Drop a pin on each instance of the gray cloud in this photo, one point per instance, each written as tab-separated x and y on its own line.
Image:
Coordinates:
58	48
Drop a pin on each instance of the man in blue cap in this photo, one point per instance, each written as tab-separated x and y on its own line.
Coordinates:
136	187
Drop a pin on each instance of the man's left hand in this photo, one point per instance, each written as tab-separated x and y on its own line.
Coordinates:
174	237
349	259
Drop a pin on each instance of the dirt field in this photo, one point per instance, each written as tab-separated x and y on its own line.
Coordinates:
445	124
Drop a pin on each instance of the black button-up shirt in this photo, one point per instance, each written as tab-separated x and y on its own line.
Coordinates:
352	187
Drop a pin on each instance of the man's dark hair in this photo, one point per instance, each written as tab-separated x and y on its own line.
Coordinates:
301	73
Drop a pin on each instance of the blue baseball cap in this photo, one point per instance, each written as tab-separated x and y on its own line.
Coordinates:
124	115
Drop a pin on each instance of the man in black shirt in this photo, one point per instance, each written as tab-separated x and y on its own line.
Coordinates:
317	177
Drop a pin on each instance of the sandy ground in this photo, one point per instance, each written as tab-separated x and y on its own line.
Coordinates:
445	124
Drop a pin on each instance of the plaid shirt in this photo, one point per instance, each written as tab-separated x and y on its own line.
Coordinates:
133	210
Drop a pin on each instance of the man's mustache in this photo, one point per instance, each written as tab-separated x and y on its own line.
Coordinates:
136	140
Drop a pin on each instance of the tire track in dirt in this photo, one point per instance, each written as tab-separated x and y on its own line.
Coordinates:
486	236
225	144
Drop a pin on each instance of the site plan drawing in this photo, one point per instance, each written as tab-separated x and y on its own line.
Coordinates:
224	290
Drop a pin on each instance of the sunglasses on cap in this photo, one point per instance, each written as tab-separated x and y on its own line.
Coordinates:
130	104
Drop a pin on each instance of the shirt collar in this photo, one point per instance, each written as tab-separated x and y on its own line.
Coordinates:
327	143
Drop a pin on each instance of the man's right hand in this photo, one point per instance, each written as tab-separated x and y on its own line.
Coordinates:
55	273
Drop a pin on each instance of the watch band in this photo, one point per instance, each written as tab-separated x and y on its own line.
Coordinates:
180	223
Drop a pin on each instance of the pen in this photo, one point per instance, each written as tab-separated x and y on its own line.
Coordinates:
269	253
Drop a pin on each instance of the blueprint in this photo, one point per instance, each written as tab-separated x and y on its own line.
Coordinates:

Task description:
Write the material out again in its entirety, exactly as shown.

Exercise answer:
Drop a pin on each instance of the gray cloud in this photo, one point per instance, each written as tab-separated x and y on its own line.
Image:
Coordinates:
58	48
Drop a pin on each instance of the man in blue cap in this photo, one point per instance, each written as tab-separated x and y on its own line.
Coordinates:
136	187
Drop a pin on each instance of the man's left hand in this photo, one point per instance, each written as tab-separated x and y on its own line.
Coordinates:
174	237
349	259
Drop a pin on each instance of the dirt field in this photo, one point per instance, each written as tab-separated x and y on its own line.
Coordinates:
445	124
Drop a pin on each instance of the black button-up shirt in this photo, one point per instance, each written as tab-separated x and y on its own line.
Coordinates:
352	187
Drop a pin on each instance of the man's dark hair in this photo, one point per instance, each written as tab-separated x and y on its own line.
Coordinates:
301	73
Drop a pin on each instance of the blue baseball cap in this photo, one point per instance, each written as tab-separated x and y on its own line.
Coordinates:
124	115
Drop a pin on each instance of the man in black shirt in this photo, one point per instance, each written as tab-separated x and y on its own line.
Coordinates:
317	177
Drop a pin on each instance of the sandy ground in this photo, one point per instance, each written as tab-separated x and y on its own line.
Coordinates:
445	124
Drop a pin on each instance of the plaid shirt in this photo, one point per instance, each written as tab-separated x and y on its own line.
Coordinates:
133	210
Drop a pin on each instance of the man's mustache in this photo, one point per instance, each written as tab-separated x and y on its own line.
Coordinates:
136	140
Drop a pin on each instance of the tire track in dirt in this photo, one point per instance, each written as tab-separated x and y on its own line.
Coordinates:
486	236
225	144
Drop a pin on each instance of the site plan drawing in this photo, one point per instance, each written as tab-separated x and y on its own line.
Coordinates:
224	290
Drop a pin on each instance of the sunglasses on cap in this photo, one point per instance, each written as tab-separated x and y on its own line.
Coordinates:
130	104
Drop a pin on each instance of the shirt collar in this photo, one point per instance, each written as tab-separated x and y on its own line.
Coordinates:
327	143
Drop a pin on each instance of the man's right hand in this photo, one point per instance, each written as tab-separated x and y on its own line.
Coordinates:
55	273
Drop a pin on each instance of the watch band in this photo, one point per instance, each written as tab-separated x and y on its own line.
Coordinates:
180	223
Drop a pin on each instance of the pen in this photo, one point per instance, each written as tab-separated x and y on its own line.
Coordinates:
269	253
Drop a pin on each instance of the blueprint in this photo, one point per instance, each written as tab-separated x and y on its own line.
Coordinates:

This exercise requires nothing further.